** Task set **
1. In the regular expression article, rewrite the paragraph beginning "A Regular Expression or RegEx" more concisely while keeping its main facts.
2. Copy out everything in the regular expression article from "## RegEx Module" down to "using regular expressions.", without any changes.

>> START Article

# Regular Expression 
A Regular Expression or RegEx is a sequence of characters that form a search pattern.

RegEx can be used to check if a string contains the specified search pattern or not.

## RegEx Module 
Python has a built-in package called re, which can be used to work with regular expressions.

after importing re module we can start using regular expressions.


In [4]:
import re 
txt = "Feel the pain"

data = re.search("pain$",txt)

if data:
    print("Yes!")

else:
    print("No match!!!")


Yes!


# RegEx functions
The re module offers a set of functions that allows us to search a string for a match

|Function    |Description                                              |
|------------|---------------------------------------------------------|
| findall()  | Returns a list of containing all matches.                |
| search()   | Returns a match object if there is a match anywhere in the string.|
| split()    | Returns a list where the string has been split at each match.|
| sub()      | Replaces one or many matches with a sting.|

# Metacharacters
Metacharacters are characters with a special meaning.

>> END Article
>> START Excerpted records

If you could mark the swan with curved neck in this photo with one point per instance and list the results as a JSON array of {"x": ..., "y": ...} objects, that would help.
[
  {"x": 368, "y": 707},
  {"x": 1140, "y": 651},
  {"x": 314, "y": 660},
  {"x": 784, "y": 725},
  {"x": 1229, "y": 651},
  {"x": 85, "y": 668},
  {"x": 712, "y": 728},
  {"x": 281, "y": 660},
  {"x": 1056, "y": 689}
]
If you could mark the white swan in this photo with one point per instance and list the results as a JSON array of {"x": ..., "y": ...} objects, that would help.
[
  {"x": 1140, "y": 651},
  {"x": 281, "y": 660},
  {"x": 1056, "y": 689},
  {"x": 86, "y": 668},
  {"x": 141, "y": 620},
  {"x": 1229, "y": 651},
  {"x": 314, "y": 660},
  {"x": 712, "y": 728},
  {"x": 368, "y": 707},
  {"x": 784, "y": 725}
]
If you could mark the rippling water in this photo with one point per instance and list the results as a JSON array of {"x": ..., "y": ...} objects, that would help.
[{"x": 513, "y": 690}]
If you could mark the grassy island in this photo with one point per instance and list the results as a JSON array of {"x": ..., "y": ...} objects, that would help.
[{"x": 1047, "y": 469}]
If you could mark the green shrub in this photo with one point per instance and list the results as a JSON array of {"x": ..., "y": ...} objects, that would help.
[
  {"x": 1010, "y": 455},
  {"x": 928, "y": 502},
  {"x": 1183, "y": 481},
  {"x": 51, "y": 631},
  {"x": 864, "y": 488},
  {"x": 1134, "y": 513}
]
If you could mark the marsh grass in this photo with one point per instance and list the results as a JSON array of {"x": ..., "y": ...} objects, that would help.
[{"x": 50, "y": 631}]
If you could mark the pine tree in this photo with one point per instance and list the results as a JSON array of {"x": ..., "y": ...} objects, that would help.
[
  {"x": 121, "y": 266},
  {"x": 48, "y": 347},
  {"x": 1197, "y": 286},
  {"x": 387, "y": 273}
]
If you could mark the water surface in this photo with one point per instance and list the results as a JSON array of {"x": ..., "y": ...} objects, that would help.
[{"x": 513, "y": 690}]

>> END Excerpted records

** Solutions in order **
1. A regular expression (RegEx) is a character sequence that forms a search pattern.

2.
## RegEx Module 
Python has a built-in package called re, which can be used to work with regular expressions.

after importing re module we can start using regular expressions.